─── Data in this exercise ───
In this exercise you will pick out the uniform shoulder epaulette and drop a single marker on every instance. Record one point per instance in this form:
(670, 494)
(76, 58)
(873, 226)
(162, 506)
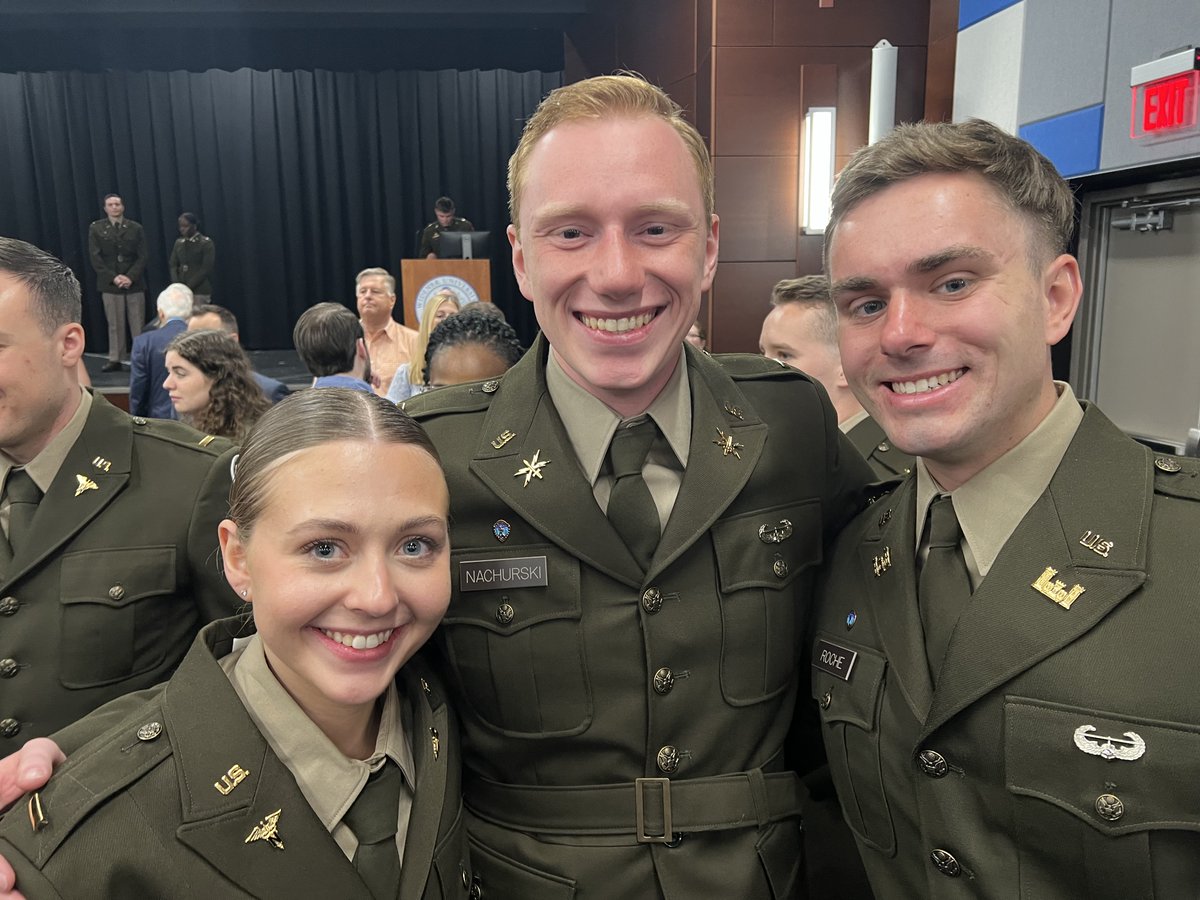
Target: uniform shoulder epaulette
(747, 366)
(180, 435)
(40, 822)
(1177, 477)
(453, 399)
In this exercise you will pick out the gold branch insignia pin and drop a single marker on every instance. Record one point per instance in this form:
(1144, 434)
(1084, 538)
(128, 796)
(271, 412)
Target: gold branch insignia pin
(532, 468)
(268, 831)
(727, 444)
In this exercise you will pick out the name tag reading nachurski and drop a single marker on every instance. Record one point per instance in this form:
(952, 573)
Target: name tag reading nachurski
(511, 573)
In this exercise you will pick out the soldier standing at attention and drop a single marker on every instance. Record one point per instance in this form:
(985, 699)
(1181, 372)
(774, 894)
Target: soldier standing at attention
(192, 258)
(636, 527)
(1006, 648)
(445, 221)
(117, 247)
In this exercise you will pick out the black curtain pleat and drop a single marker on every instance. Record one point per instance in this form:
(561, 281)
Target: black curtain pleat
(301, 178)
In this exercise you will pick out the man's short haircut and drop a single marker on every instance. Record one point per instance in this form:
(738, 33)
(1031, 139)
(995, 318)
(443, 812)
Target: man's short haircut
(175, 301)
(813, 293)
(228, 321)
(1025, 179)
(387, 276)
(474, 325)
(327, 337)
(53, 288)
(607, 97)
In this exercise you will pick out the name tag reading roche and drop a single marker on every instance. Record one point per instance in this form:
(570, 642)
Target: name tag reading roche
(838, 661)
(511, 573)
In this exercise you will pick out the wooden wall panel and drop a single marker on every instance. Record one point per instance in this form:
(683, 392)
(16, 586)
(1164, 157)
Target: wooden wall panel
(757, 203)
(850, 23)
(741, 301)
(755, 101)
(742, 23)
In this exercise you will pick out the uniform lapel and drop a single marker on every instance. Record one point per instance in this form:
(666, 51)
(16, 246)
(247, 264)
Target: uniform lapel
(888, 565)
(216, 825)
(559, 504)
(94, 472)
(714, 475)
(1009, 625)
(429, 795)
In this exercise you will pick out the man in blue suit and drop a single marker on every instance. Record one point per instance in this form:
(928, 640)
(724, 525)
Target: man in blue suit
───
### Your objective
Can you put all the lines above into a Markdown table with the columns "Row" and "Line", numbering each row and skipping any blank lines? Leave the pictures out of the table.

### Output of the exercise
| Row | Line |
|---|---|
| 1 | In this exercise you will pick out the uniform shoulder epaulette and drop a single marker on every instance. Record one point per instance in this form: |
| 2 | (670, 494) |
| 3 | (76, 58) |
| 4 | (873, 226) |
| 5 | (162, 506) |
| 6 | Target: uniform shoulder epaulette |
| 7 | (747, 366) |
| 8 | (180, 435) |
| 9 | (40, 822) |
| 10 | (1177, 477) |
| 11 | (453, 399) |
| 12 | In this exercise you will pick out the gold branch insignia pin and drop a single marker on every instance. Record one point per instance in this form: |
| 13 | (1144, 434) |
| 14 | (1084, 538) |
| 15 | (128, 796) |
| 16 | (271, 412) |
| 17 | Target: gold branch insignia pin |
| 18 | (532, 468) |
| 19 | (268, 831) |
| 20 | (727, 444) |
| 21 | In this exercise you will pick out the name tag reading nachurski and drop a single marker on every instance. Record one point per instance in this form: |
| 22 | (952, 573) |
| 23 | Target: name tag reading nachurski |
| 24 | (511, 573) |
| 25 | In this exercise you will pick out the soldier standing at attention and drop a single marker on every instance. Record one point per instance in this form: |
| 26 | (985, 699) |
| 27 | (1181, 372) |
| 28 | (774, 894) |
| 29 | Target: soldier standing at attention |
| 30 | (192, 258) |
| 31 | (636, 527) |
| 32 | (1006, 648) |
| 33 | (445, 221) |
| 34 | (117, 247) |
| 35 | In this exercise you will pick out the black curtain pleat and drop a single marker on every instance. Record one point per instance in this form: |
| 36 | (561, 281) |
| 37 | Target: black curtain pleat |
| 38 | (301, 178) |
| 39 | In this exercise you will pick out the man's short haircut and drop a single marker on every instance. Record one point per instance in this form: |
| 40 | (738, 33) |
| 41 | (1031, 139) |
| 42 | (995, 318) |
| 43 | (443, 812) |
| 44 | Target: man's short haircut |
| 45 | (175, 301) |
| 46 | (813, 293) |
| 47 | (228, 321) |
| 48 | (1025, 179) |
| 49 | (387, 276) |
| 50 | (474, 325) |
| 51 | (327, 337) |
| 52 | (53, 288) |
| 53 | (607, 97) |
| 54 | In this exercise you will pick out the name tag reading roche and drop a single marker on every instance. Record one point per instance in this form: |
| 55 | (570, 642) |
| 56 | Target: name tag reading roche |
| 57 | (838, 661) |
| 58 | (511, 573) |
| 59 | In this exercise you will pick out the wooden wall panel and drop a single marker on every instance. Record one point per instance in this form: |
| 60 | (683, 392) |
| 61 | (16, 586) |
| 62 | (1164, 157) |
| 63 | Target: wooden wall panel |
| 64 | (757, 203) |
| 65 | (850, 23) |
| 66 | (741, 301) |
| 67 | (755, 101) |
| 68 | (742, 23) |
| 69 | In this exercise you will pick out the uniform lapel and drop a single marker on every instance. Record one point per instance in this form: |
| 70 | (666, 51) |
| 71 | (16, 246) |
| 72 | (247, 264) |
| 73 | Target: uniform lapel |
| 74 | (888, 565) |
| 75 | (216, 825) |
| 76 | (559, 504) |
| 77 | (94, 472) |
| 78 | (714, 475) |
| 79 | (1009, 625) |
| 80 | (429, 795) |
| 81 | In this exercise you will pick out the man in blue suit and drop a single marker on every instance. Record one point per instance in this form: |
| 82 | (928, 640) |
| 83 | (724, 525) |
| 84 | Target: man in blue suit |